(Point annotation lines)
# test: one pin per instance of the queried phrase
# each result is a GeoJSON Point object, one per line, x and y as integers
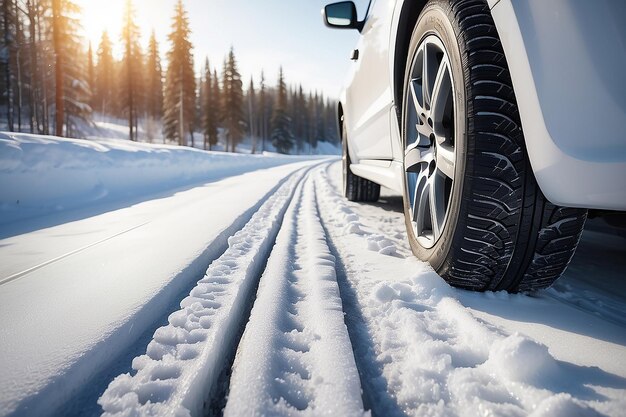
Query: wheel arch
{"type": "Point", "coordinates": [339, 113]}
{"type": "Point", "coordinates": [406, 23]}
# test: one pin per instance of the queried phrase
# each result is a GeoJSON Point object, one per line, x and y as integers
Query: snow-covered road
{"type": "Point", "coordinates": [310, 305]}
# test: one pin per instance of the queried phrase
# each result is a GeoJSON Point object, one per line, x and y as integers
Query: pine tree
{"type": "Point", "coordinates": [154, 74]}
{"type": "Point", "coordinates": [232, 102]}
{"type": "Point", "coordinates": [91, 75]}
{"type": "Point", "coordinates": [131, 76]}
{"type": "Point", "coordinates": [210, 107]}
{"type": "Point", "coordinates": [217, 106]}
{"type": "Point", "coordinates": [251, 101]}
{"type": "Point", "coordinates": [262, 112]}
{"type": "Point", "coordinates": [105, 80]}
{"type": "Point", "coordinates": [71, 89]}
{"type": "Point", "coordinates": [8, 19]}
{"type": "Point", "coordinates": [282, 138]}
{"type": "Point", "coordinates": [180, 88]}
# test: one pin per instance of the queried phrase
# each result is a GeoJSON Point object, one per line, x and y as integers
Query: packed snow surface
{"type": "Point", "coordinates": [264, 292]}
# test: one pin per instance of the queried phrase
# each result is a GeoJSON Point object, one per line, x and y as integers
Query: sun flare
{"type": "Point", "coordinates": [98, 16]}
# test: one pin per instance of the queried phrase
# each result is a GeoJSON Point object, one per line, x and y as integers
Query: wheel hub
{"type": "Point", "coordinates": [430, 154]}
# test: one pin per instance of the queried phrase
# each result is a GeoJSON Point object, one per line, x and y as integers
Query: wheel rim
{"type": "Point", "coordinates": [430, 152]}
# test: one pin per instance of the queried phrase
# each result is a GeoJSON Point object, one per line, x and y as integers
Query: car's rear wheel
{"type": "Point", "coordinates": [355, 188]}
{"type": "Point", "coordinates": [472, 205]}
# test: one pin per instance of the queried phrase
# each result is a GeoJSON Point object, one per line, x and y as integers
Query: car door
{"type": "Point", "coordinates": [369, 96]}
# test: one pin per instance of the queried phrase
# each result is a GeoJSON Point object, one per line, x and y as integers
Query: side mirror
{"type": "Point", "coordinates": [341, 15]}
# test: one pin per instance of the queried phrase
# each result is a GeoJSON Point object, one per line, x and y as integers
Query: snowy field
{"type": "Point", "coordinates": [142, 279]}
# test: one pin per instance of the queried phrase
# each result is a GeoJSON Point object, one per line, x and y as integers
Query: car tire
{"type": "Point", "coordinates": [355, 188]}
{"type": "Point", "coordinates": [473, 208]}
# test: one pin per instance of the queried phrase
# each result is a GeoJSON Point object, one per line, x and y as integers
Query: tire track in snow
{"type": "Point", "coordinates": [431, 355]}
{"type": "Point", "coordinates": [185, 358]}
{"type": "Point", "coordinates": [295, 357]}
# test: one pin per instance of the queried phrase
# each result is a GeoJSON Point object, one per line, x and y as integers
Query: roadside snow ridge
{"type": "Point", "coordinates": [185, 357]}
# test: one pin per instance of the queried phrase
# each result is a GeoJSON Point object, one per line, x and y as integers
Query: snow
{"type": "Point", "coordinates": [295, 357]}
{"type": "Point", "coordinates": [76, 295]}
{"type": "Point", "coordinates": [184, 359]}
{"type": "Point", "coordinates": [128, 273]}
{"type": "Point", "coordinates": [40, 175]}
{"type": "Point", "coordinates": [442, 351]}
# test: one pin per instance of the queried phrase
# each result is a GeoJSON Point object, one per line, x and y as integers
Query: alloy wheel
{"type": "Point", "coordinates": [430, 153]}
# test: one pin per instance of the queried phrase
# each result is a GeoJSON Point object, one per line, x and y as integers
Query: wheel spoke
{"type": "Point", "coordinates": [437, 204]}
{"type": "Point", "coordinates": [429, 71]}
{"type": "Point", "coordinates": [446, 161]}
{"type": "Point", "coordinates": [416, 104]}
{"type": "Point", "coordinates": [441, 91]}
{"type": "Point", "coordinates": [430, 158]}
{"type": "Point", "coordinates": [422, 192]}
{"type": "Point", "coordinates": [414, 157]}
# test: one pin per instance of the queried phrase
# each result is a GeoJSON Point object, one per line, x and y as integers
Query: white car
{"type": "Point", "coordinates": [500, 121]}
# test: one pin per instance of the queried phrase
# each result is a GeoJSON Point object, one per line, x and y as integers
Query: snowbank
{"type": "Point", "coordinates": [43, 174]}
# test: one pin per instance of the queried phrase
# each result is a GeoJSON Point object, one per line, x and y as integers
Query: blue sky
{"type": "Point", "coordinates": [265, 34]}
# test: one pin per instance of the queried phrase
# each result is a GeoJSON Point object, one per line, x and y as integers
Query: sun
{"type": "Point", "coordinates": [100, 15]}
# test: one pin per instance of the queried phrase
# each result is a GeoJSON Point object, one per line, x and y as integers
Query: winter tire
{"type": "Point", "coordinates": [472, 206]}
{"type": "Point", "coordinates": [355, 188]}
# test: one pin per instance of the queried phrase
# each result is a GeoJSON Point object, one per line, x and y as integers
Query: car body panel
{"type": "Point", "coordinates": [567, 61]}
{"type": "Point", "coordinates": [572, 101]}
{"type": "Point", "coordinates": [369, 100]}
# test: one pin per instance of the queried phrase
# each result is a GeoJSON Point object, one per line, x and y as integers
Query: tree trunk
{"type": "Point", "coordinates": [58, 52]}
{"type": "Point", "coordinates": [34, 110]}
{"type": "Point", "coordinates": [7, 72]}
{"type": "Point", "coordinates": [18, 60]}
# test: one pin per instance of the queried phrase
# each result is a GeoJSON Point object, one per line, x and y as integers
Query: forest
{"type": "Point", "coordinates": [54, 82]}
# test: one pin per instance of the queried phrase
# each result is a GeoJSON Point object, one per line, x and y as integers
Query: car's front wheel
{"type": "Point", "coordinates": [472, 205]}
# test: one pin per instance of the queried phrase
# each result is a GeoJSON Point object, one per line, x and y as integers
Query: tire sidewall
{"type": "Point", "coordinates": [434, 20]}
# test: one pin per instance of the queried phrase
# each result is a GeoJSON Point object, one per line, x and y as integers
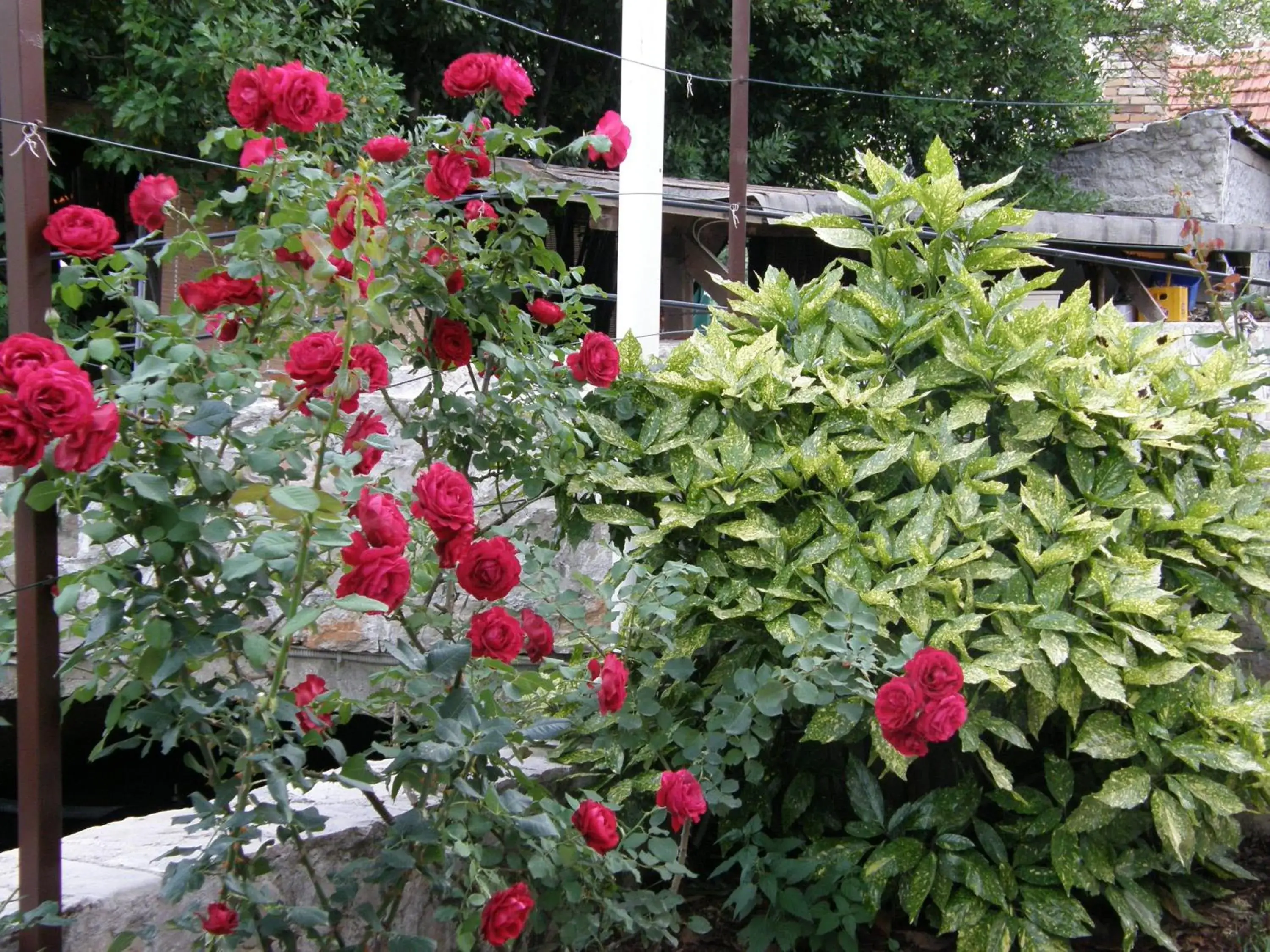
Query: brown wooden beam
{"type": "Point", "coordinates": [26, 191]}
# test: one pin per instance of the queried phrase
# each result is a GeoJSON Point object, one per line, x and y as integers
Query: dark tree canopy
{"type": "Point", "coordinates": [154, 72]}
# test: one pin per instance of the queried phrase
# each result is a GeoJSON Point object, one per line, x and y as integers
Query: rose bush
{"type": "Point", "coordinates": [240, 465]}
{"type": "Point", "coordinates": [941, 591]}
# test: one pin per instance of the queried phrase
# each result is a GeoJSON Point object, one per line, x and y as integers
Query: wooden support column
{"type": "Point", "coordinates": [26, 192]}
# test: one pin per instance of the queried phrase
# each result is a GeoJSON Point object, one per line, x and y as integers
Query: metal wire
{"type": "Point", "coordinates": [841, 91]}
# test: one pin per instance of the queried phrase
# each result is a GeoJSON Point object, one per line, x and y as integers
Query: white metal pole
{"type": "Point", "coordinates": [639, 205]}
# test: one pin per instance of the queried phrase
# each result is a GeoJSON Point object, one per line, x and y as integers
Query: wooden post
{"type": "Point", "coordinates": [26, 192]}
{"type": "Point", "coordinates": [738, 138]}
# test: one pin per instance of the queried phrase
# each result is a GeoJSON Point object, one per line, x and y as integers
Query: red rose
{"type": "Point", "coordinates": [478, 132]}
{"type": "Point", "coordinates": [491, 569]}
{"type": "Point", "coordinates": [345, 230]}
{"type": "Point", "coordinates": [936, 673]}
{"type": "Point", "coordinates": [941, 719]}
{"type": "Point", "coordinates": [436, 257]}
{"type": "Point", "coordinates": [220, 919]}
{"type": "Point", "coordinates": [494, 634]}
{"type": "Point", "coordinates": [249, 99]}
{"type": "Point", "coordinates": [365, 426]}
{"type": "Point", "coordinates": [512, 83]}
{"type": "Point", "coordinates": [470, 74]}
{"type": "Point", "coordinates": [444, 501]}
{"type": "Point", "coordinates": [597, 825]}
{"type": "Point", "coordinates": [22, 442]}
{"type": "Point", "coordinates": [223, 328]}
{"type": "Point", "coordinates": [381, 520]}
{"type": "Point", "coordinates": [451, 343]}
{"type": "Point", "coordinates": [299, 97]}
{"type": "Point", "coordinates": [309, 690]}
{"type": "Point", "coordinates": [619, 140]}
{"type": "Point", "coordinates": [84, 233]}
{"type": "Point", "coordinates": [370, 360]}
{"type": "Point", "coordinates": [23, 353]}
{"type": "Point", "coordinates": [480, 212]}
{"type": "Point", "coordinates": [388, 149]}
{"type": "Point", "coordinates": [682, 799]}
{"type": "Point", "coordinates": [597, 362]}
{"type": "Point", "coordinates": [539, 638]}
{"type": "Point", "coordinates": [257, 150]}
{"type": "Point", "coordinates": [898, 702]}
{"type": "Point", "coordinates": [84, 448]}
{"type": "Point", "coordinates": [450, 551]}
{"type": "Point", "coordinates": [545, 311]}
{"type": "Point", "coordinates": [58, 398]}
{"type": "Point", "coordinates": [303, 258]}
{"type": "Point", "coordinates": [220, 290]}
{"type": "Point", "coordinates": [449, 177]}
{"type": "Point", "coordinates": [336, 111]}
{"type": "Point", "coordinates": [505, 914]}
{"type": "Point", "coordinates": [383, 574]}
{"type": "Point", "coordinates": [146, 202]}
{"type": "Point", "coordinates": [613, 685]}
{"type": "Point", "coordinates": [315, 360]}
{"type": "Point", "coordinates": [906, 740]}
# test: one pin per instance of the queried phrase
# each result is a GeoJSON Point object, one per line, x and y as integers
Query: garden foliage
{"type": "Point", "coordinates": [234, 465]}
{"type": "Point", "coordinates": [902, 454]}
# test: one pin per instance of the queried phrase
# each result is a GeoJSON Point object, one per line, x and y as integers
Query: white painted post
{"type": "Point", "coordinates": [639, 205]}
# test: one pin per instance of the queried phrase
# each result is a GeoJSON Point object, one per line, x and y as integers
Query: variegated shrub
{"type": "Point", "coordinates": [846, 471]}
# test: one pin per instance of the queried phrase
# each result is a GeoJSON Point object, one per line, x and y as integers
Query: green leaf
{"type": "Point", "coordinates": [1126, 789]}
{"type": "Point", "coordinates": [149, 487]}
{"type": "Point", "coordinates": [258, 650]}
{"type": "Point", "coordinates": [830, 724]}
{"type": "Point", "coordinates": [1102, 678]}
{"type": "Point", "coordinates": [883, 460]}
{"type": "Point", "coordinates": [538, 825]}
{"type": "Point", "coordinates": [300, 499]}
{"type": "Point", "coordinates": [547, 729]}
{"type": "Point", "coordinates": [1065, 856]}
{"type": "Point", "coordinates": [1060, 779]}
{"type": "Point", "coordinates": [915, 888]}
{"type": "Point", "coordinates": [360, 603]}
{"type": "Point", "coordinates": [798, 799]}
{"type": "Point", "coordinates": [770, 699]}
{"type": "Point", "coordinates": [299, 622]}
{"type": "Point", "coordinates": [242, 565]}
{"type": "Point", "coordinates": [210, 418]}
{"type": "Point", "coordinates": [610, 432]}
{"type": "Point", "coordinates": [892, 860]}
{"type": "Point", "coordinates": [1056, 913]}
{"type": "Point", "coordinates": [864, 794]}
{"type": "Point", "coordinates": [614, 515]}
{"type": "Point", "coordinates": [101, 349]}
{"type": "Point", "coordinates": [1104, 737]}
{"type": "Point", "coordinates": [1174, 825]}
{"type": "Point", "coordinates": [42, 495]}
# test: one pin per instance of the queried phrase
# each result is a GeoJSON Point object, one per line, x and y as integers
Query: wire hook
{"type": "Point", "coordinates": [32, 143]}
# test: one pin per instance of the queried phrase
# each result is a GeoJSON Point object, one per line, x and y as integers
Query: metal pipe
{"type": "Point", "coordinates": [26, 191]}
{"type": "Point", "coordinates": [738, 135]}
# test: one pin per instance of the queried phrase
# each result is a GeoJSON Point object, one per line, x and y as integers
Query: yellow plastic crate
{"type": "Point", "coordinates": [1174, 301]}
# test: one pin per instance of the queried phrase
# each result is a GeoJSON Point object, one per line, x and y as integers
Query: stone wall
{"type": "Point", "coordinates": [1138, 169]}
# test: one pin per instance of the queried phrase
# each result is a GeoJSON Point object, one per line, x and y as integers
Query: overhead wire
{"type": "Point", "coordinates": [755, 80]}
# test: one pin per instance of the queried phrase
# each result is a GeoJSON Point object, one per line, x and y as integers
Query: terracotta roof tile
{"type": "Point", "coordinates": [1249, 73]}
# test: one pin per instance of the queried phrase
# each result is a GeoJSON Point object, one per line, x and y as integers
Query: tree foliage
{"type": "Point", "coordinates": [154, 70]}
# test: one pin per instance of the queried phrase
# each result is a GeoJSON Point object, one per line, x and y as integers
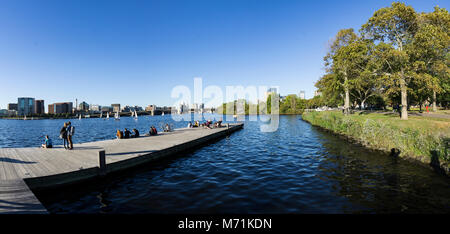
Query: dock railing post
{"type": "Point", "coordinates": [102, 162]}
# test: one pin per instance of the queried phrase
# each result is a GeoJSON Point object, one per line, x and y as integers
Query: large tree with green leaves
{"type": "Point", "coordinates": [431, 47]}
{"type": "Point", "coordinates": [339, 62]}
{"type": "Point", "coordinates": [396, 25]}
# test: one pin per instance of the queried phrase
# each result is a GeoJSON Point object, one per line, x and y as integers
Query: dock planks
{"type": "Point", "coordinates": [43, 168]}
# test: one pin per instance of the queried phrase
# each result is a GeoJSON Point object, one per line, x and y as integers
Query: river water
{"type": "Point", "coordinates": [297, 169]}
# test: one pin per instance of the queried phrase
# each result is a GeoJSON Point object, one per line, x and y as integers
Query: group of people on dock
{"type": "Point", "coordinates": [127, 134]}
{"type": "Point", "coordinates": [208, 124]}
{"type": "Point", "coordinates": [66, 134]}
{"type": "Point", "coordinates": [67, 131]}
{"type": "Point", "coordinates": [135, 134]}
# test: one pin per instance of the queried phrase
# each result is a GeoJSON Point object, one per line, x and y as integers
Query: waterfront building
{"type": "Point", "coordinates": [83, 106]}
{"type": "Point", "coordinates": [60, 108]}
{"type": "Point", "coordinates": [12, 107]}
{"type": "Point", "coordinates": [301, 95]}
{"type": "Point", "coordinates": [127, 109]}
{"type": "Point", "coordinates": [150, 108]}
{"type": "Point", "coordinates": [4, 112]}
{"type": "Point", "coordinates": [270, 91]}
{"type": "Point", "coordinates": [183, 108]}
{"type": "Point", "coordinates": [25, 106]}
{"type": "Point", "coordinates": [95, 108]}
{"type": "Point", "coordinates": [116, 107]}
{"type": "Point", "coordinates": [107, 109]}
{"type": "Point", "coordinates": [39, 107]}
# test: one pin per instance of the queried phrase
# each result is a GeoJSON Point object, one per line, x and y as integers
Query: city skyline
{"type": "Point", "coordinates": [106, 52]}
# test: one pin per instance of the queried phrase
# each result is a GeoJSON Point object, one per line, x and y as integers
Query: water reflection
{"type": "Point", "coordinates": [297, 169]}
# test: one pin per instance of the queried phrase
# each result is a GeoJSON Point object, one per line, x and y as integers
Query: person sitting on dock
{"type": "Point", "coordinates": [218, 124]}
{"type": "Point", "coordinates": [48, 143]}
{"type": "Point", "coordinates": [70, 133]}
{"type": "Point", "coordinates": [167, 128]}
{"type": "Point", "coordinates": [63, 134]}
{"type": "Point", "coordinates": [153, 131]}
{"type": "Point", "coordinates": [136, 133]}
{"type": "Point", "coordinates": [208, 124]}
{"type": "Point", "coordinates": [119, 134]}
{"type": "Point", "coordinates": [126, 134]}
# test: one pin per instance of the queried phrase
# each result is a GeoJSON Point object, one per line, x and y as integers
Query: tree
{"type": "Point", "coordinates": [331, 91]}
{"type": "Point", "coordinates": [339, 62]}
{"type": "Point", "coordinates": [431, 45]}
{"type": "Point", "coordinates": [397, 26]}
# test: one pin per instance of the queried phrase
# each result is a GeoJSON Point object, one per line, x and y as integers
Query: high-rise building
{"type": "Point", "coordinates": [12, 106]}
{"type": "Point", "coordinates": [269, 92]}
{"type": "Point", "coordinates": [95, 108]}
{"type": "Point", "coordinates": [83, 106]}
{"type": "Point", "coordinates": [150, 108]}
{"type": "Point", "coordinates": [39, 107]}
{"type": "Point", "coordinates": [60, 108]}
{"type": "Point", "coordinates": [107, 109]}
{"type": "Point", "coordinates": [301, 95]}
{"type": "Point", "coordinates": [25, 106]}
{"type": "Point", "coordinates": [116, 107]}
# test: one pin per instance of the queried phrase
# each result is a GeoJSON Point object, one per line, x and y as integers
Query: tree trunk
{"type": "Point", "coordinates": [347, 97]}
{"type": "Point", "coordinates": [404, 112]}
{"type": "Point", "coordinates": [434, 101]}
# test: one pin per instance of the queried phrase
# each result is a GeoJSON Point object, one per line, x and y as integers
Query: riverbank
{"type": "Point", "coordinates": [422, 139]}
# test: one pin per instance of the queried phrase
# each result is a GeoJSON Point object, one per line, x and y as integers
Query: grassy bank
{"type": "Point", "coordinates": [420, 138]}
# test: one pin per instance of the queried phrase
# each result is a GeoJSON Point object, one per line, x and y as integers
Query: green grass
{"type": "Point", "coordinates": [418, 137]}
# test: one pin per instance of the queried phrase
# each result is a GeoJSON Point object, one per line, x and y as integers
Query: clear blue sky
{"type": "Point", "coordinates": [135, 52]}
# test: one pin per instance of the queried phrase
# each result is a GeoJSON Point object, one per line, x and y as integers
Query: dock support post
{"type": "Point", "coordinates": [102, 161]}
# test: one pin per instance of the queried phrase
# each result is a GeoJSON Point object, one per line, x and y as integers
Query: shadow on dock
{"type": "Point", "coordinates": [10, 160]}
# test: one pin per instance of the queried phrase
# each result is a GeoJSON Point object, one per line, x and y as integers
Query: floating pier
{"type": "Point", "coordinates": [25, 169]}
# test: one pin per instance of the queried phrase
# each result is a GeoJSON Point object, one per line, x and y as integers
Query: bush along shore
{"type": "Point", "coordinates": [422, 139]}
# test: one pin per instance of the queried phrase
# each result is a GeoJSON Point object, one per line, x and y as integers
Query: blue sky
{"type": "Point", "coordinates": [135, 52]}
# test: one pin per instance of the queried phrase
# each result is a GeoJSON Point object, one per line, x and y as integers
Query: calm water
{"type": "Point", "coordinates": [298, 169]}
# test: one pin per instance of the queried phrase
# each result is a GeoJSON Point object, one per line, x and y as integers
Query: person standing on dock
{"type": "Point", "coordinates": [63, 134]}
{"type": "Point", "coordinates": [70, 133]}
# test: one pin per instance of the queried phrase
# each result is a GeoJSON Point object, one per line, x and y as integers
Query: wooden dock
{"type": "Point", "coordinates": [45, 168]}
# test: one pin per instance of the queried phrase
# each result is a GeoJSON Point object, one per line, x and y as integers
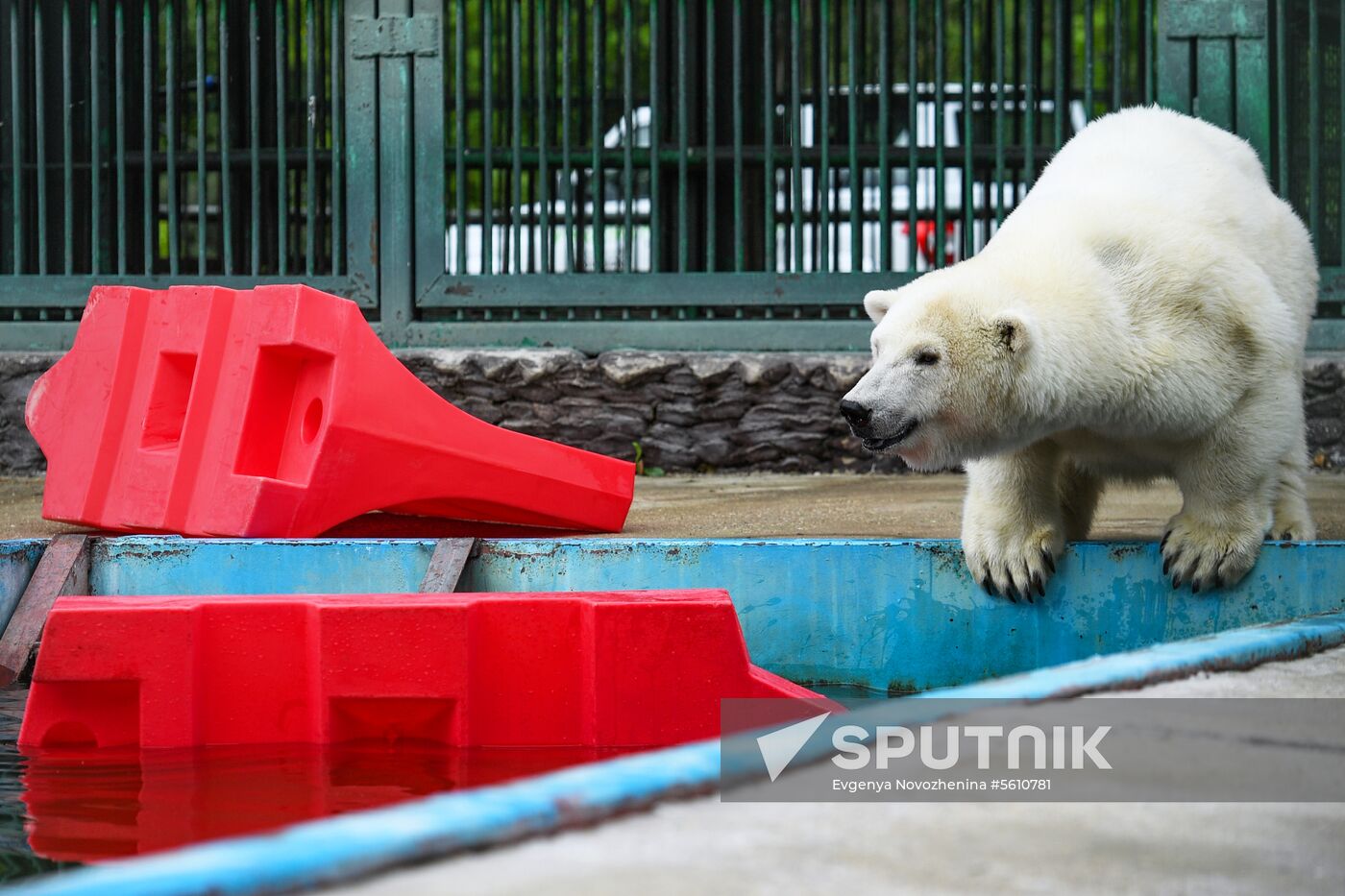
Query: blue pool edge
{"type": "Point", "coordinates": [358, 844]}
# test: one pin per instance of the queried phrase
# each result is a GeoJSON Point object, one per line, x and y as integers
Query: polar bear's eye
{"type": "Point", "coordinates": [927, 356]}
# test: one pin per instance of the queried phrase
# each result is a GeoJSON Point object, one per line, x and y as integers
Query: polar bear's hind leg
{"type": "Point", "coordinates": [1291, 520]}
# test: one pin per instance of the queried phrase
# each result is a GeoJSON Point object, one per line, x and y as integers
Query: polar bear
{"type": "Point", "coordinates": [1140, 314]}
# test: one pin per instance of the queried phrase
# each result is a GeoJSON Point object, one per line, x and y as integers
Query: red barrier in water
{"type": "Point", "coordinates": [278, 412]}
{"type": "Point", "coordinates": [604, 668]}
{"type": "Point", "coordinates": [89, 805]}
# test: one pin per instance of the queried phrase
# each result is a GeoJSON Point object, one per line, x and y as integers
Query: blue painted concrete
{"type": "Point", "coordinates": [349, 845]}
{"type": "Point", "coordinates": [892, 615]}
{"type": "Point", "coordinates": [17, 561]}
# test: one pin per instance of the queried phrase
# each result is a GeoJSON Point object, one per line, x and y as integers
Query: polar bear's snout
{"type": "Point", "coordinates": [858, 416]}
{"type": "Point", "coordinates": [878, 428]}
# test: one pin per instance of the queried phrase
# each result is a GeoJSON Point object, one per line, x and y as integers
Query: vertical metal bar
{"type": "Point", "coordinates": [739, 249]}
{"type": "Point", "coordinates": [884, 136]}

Written problem
Find each line above that contains the word "wheel", and copy those lines out in full.

Response to the task
Query: wheel arch
Query: wheel hub
Query: wheel rim
Query: car's rear wheel
Query: alloy wheel
Query: wheel spoke
Query: car's front wheel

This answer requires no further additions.